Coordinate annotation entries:
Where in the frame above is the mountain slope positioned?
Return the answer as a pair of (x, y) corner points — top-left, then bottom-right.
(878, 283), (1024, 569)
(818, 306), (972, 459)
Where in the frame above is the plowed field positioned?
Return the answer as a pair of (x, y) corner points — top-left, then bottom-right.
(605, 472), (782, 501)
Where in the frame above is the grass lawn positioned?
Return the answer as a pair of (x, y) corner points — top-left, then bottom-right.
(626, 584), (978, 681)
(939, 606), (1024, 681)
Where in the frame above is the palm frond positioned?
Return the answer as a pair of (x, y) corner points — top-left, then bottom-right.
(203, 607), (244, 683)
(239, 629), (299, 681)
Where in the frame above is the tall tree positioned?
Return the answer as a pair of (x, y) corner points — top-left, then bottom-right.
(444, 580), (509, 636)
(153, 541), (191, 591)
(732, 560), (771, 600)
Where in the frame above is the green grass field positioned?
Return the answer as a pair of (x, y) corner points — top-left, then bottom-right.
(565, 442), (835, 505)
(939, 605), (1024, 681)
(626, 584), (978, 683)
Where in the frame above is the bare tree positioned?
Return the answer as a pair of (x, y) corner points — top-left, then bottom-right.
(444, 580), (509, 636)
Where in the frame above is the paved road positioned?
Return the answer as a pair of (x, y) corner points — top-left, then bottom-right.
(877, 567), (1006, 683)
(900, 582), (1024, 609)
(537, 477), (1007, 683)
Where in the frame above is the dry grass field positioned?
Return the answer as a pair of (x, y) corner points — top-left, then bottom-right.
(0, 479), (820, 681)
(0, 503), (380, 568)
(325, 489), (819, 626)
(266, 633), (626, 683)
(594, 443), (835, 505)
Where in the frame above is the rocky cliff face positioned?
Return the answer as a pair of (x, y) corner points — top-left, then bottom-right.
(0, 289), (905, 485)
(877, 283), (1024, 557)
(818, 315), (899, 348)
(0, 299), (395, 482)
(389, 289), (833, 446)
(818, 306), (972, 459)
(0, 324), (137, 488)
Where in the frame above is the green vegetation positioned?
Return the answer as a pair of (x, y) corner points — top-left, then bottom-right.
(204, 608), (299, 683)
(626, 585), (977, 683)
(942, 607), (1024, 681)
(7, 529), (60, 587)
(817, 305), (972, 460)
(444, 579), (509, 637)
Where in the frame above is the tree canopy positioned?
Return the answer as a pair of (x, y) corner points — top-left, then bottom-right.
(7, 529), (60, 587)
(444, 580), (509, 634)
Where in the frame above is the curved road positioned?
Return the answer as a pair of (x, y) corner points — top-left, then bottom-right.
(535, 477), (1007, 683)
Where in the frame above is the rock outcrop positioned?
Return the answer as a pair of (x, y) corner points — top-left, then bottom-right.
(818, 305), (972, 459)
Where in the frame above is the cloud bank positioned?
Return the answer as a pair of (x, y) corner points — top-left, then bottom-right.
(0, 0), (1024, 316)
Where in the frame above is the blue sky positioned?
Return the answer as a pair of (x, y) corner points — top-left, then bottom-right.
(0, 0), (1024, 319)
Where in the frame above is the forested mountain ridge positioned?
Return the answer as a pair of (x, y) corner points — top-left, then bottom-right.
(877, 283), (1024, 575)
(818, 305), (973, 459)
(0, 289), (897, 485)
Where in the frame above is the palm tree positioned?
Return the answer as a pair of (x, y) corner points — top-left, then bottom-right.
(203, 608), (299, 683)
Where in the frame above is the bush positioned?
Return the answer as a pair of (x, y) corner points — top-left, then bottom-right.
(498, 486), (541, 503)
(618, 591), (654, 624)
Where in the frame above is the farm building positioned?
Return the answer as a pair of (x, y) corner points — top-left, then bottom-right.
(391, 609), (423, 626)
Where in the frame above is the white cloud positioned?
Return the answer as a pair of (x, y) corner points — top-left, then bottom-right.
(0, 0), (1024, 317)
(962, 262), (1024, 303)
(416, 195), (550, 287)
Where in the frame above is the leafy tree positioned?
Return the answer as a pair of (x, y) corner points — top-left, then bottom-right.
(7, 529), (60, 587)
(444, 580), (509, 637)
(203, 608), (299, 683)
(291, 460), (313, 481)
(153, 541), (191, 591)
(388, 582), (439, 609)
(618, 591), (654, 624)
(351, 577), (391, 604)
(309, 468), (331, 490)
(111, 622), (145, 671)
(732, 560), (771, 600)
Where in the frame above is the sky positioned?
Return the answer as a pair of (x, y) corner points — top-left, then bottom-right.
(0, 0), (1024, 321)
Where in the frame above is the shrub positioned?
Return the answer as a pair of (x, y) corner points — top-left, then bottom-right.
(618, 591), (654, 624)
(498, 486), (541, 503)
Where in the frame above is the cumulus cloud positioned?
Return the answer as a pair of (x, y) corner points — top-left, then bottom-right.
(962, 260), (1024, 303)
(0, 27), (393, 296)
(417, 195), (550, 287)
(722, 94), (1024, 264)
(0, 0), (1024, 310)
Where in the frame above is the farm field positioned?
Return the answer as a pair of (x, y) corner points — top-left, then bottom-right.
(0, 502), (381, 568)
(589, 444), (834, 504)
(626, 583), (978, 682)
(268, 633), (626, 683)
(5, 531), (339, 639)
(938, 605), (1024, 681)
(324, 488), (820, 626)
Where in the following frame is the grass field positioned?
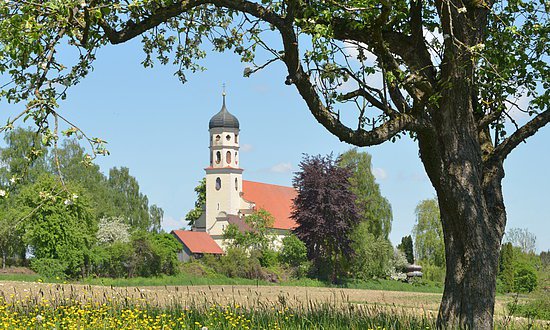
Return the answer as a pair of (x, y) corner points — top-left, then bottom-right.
(0, 281), (550, 330)
(0, 274), (443, 293)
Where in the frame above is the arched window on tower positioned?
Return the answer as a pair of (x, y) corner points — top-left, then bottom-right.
(225, 151), (231, 164)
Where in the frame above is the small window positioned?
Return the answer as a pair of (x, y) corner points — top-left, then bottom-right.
(225, 151), (231, 164)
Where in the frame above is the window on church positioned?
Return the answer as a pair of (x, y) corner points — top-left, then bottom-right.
(225, 151), (231, 164)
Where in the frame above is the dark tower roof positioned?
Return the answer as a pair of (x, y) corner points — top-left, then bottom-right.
(208, 93), (239, 129)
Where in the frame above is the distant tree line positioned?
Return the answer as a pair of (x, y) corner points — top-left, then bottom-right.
(0, 128), (177, 277)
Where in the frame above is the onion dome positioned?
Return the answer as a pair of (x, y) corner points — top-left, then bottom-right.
(208, 93), (239, 129)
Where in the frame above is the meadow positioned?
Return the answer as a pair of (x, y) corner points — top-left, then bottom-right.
(0, 281), (550, 329)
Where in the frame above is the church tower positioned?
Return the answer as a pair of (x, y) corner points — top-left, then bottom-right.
(195, 91), (243, 242)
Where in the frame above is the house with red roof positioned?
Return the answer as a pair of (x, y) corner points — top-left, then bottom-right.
(172, 93), (297, 260)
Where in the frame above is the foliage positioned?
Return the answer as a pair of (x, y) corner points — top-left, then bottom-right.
(413, 199), (445, 267)
(504, 228), (537, 253)
(185, 178), (206, 226)
(338, 148), (393, 240)
(506, 293), (550, 320)
(388, 249), (409, 280)
(514, 264), (537, 293)
(96, 217), (130, 244)
(498, 243), (515, 292)
(203, 247), (262, 279)
(498, 243), (541, 293)
(0, 128), (48, 190)
(292, 155), (359, 282)
(279, 234), (307, 267)
(397, 235), (414, 265)
(349, 222), (393, 280)
(0, 0), (550, 327)
(108, 167), (153, 230)
(31, 258), (67, 279)
(17, 175), (97, 276)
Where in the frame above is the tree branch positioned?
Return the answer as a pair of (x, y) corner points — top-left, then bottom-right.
(489, 110), (550, 162)
(99, 0), (283, 44)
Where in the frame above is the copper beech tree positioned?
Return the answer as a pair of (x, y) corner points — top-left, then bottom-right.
(0, 0), (550, 328)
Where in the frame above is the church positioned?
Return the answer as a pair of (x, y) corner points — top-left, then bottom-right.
(172, 92), (297, 261)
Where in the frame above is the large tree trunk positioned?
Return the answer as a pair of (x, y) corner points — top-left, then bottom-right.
(418, 21), (506, 329)
(419, 119), (506, 329)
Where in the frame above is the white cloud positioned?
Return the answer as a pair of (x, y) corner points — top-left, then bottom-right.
(269, 163), (292, 173)
(241, 144), (254, 152)
(162, 216), (187, 232)
(372, 167), (388, 180)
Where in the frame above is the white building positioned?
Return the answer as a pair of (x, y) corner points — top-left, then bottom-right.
(172, 93), (296, 260)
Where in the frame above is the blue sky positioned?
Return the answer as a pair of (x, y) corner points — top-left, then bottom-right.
(0, 37), (550, 251)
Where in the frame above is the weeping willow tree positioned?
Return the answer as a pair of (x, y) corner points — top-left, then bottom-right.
(0, 0), (550, 328)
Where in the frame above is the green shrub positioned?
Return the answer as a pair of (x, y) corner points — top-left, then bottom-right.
(279, 235), (307, 267)
(420, 263), (445, 283)
(506, 293), (550, 320)
(31, 258), (67, 279)
(259, 249), (279, 267)
(514, 264), (537, 293)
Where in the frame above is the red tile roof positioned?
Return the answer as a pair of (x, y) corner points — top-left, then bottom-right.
(243, 180), (298, 229)
(172, 230), (223, 254)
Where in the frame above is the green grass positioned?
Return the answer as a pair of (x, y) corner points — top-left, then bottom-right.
(0, 273), (443, 293)
(0, 274), (42, 282)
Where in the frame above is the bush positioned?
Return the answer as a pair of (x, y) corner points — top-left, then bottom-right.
(506, 294), (550, 320)
(31, 258), (67, 279)
(421, 263), (445, 283)
(259, 249), (279, 268)
(514, 264), (537, 293)
(279, 234), (307, 267)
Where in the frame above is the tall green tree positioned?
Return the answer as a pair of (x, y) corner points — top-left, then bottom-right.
(338, 148), (393, 240)
(0, 0), (550, 328)
(49, 139), (120, 219)
(413, 198), (445, 267)
(349, 222), (393, 280)
(0, 128), (48, 189)
(185, 178), (206, 226)
(13, 174), (97, 276)
(108, 167), (152, 230)
(397, 235), (414, 264)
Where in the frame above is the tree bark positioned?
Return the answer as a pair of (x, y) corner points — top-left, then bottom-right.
(418, 36), (506, 329)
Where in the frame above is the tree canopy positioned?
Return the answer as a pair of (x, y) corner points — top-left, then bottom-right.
(413, 199), (445, 267)
(338, 149), (393, 240)
(292, 155), (359, 282)
(0, 0), (550, 328)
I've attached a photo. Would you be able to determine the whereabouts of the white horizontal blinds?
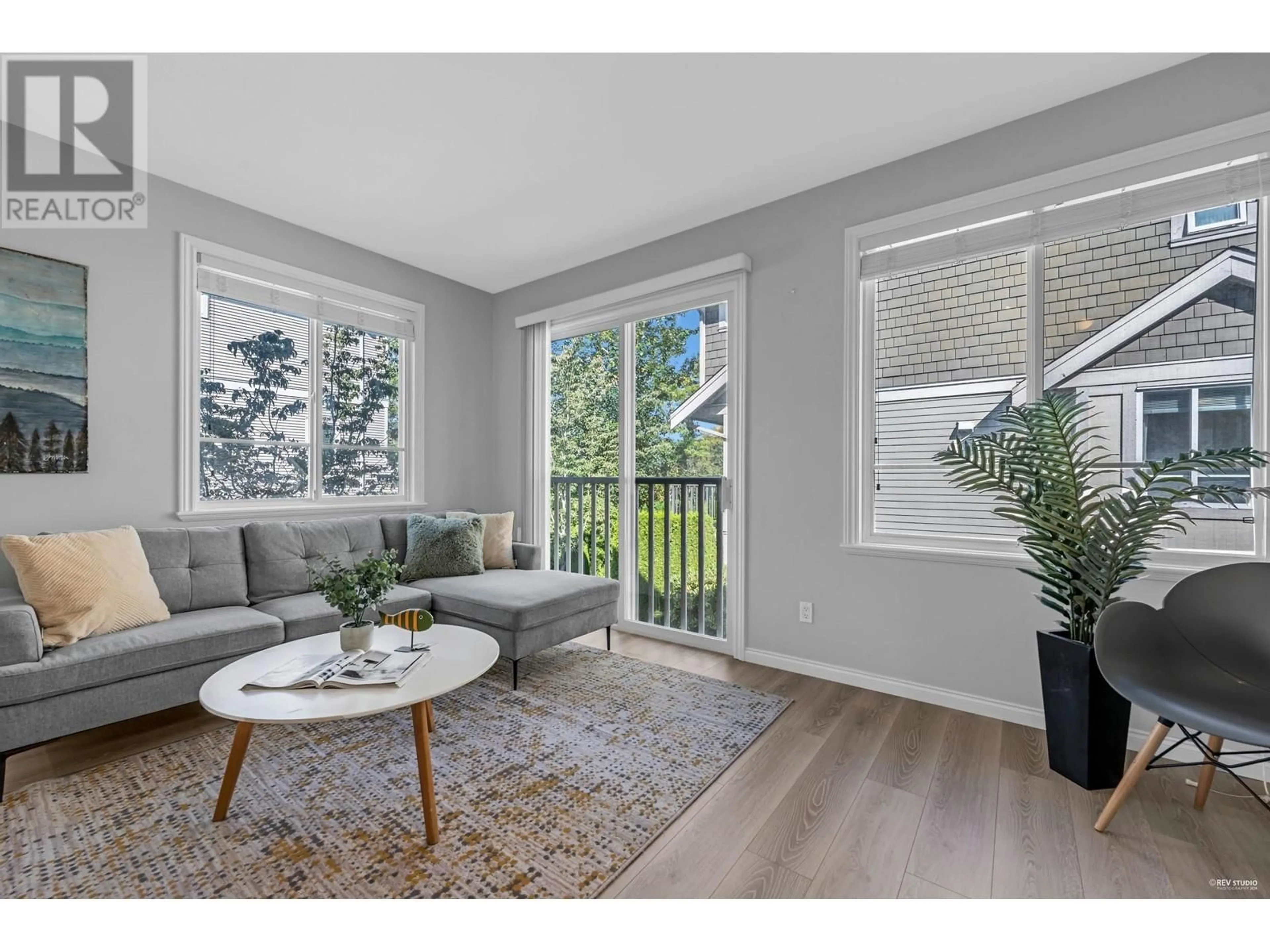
[860,154,1270,279]
[872,382,1017,538]
[197,253,417,340]
[198,295,313,443]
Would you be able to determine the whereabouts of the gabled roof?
[671,367,728,428]
[1010,248,1257,405]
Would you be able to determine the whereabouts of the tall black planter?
[1036,631,1130,789]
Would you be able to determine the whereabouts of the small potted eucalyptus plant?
[313,550,401,651]
[935,392,1270,789]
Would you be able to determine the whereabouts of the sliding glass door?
[546,299,735,647]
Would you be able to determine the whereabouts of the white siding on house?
[874,382,1019,538]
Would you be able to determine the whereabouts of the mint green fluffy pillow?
[401,513,485,581]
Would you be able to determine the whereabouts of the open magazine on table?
[242,650,432,691]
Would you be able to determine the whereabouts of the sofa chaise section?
[409,569,620,689]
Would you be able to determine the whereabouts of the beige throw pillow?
[0,526,170,647]
[446,512,516,569]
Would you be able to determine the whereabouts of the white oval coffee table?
[198,624,498,845]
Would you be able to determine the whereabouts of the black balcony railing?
[551,476,726,637]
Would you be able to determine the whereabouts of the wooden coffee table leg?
[410,701,441,847]
[212,721,255,822]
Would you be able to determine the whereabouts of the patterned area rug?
[0,645,790,897]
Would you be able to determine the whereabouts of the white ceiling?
[150,53,1189,291]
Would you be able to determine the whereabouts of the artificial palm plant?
[935,391,1270,645]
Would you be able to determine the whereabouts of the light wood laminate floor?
[6,632,1270,899]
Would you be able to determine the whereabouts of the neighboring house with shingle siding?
[874,202,1257,548]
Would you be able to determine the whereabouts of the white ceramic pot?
[339,622,375,651]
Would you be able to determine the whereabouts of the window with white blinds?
[182,239,422,523]
[847,137,1270,557]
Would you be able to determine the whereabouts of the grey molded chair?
[1093,562,1270,833]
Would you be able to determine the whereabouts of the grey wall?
[493,55,1270,731]
[0,177,493,585]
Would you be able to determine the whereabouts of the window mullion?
[1191,387,1199,486]
[1024,241,1045,402]
[309,319,326,500]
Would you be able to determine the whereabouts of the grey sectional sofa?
[0,515,618,791]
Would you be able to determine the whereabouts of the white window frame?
[177,235,425,520]
[1134,378,1256,509]
[1168,202,1258,248]
[1186,202,1249,235]
[841,113,1270,579]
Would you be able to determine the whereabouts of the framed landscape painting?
[0,248,88,473]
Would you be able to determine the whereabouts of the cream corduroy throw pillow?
[446,512,516,569]
[0,526,170,647]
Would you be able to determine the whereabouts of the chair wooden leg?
[212,721,255,822]
[1195,734,1222,810]
[1093,721,1172,833]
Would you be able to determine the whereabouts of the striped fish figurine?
[380,608,432,631]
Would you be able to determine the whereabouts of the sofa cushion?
[255,585,432,641]
[0,607,282,707]
[137,526,248,613]
[242,515,384,604]
[411,571,621,631]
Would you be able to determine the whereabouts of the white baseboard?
[745,647,1270,779]
[745,647,1045,729]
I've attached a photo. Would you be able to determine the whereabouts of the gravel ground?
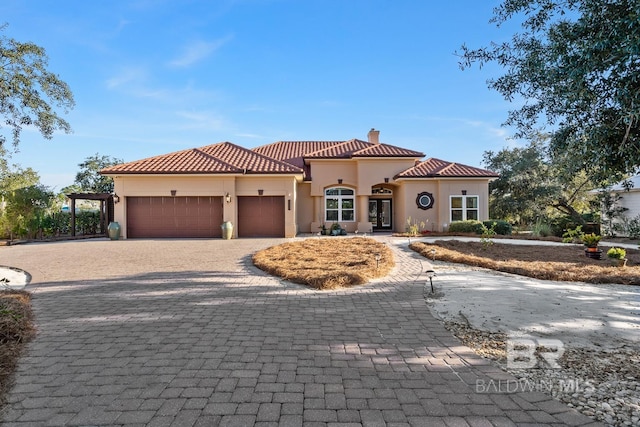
[445,322,640,426]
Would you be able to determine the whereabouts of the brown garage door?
[238,196,284,237]
[127,197,222,238]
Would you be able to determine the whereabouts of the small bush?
[562,225,584,243]
[449,219,483,234]
[483,219,513,236]
[607,248,627,259]
[621,215,640,239]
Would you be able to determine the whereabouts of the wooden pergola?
[67,193,114,236]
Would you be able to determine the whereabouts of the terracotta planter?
[584,248,602,259]
[609,258,627,267]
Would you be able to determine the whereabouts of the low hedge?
[449,219,513,236]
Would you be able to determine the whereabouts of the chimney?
[367,128,380,144]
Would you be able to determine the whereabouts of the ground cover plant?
[410,240,640,285]
[0,290,35,408]
[253,237,395,289]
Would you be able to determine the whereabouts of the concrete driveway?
[0,238,600,426]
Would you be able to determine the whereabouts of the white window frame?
[449,195,480,222]
[324,187,356,222]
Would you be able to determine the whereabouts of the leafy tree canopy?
[483,136,595,225]
[75,153,123,193]
[0,24,74,154]
[0,158,40,197]
[460,0,640,184]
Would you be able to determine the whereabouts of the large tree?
[0,24,74,154]
[460,0,640,179]
[484,136,594,225]
[75,153,123,193]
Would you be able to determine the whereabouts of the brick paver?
[0,237,599,426]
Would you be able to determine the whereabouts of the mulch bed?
[253,237,395,289]
[410,240,640,285]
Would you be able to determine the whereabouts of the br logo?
[507,338,564,369]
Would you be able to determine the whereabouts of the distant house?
[101,129,498,238]
[594,175,640,236]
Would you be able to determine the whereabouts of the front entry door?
[369,199,392,231]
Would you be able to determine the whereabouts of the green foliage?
[4,185,54,239]
[483,219,513,236]
[460,0,640,180]
[620,215,640,239]
[562,225,584,243]
[480,222,498,248]
[582,233,602,248]
[607,247,627,259]
[531,220,553,237]
[0,24,74,151]
[483,139,595,229]
[598,188,628,237]
[405,217,427,236]
[75,153,122,193]
[449,219,483,234]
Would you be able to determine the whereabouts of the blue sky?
[0,0,513,190]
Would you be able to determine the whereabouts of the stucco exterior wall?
[114,175,298,238]
[296,182,319,233]
[356,159,415,194]
[394,178,489,232]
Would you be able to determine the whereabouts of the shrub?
[620,215,640,239]
[562,225,584,243]
[582,233,602,248]
[607,247,627,259]
[449,219,483,234]
[483,219,513,236]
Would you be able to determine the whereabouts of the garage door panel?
[238,196,285,237]
[127,196,222,238]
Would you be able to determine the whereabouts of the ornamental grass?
[410,240,640,285]
[0,290,35,408]
[253,237,395,290]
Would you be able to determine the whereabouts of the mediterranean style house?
[101,129,498,238]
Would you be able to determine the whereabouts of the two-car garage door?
[127,196,222,238]
[127,196,285,238]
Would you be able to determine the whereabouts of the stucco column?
[356,194,373,233]
[311,196,324,233]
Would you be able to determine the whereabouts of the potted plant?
[582,233,602,252]
[582,233,602,259]
[331,222,342,236]
[607,247,627,267]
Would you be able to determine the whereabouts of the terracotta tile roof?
[304,139,424,159]
[253,139,424,180]
[253,141,343,168]
[100,142,302,174]
[394,158,500,179]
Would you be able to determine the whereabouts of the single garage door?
[238,196,284,237]
[127,197,222,238]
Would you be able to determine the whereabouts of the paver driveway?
[0,238,598,426]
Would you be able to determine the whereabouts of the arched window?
[324,188,356,222]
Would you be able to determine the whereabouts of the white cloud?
[176,111,227,131]
[106,67,146,90]
[169,36,233,68]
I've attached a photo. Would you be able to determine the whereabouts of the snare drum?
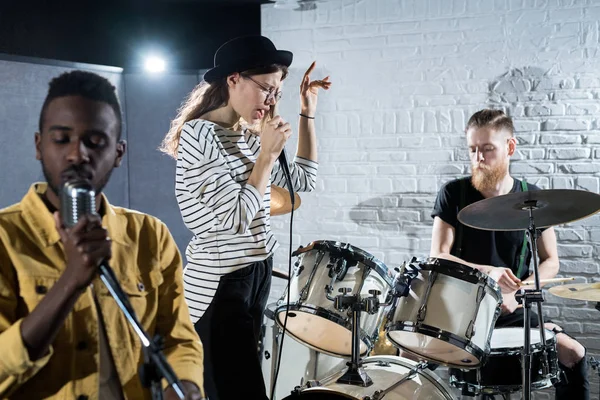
[449,327,559,395]
[277,240,395,357]
[259,303,345,399]
[387,258,502,369]
[285,356,454,400]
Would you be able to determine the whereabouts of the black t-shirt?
[431,177,540,279]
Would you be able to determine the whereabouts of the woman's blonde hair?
[158,64,288,159]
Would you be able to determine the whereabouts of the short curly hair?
[39,70,123,139]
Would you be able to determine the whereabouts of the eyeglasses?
[242,75,283,103]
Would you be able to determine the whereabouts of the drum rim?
[416,257,502,298]
[274,303,379,358]
[292,240,395,287]
[448,371,556,395]
[362,355,454,399]
[489,326,556,355]
[298,355,454,400]
[385,321,489,369]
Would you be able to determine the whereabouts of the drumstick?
[520,277,575,286]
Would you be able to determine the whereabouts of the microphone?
[60,180,185,399]
[60,180,96,228]
[277,147,294,208]
[60,179,125,288]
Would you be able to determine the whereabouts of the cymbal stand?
[516,200,549,400]
[334,288,381,387]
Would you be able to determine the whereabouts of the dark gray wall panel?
[0,60,129,207]
[124,72,198,254]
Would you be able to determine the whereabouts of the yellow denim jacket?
[0,183,203,400]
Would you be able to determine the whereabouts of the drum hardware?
[449,327,561,396]
[276,240,396,358]
[386,258,502,369]
[548,282,600,309]
[458,190,600,400]
[365,361,428,400]
[588,356,600,396]
[298,251,325,301]
[334,288,392,387]
[284,356,455,400]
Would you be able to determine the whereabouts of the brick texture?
[262,0,600,399]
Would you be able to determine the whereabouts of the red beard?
[471,164,507,193]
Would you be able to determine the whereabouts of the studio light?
[144,56,166,73]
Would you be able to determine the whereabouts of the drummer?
[431,109,589,399]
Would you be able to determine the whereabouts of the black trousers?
[195,257,273,400]
[496,308,590,400]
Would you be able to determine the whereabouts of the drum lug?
[417,304,427,324]
[417,271,438,325]
[465,319,475,339]
[465,282,485,340]
[299,251,325,303]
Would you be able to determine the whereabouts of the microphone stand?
[100,264,185,400]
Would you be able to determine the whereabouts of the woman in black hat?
[161,36,331,400]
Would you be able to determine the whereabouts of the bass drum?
[285,356,454,400]
[260,303,346,399]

** EXERCISE **
Show every line of the material above that contains the string "grey". Case counts, so match only that exact capitalization.

** COMPLETE RESPONSE **
Would you be able to determine the whereabouts of the grey molded chair?
Would you be able to determine the whereabouts of the grey wall?
Would you be able to determine the whereabouts of the grey sectional sofa?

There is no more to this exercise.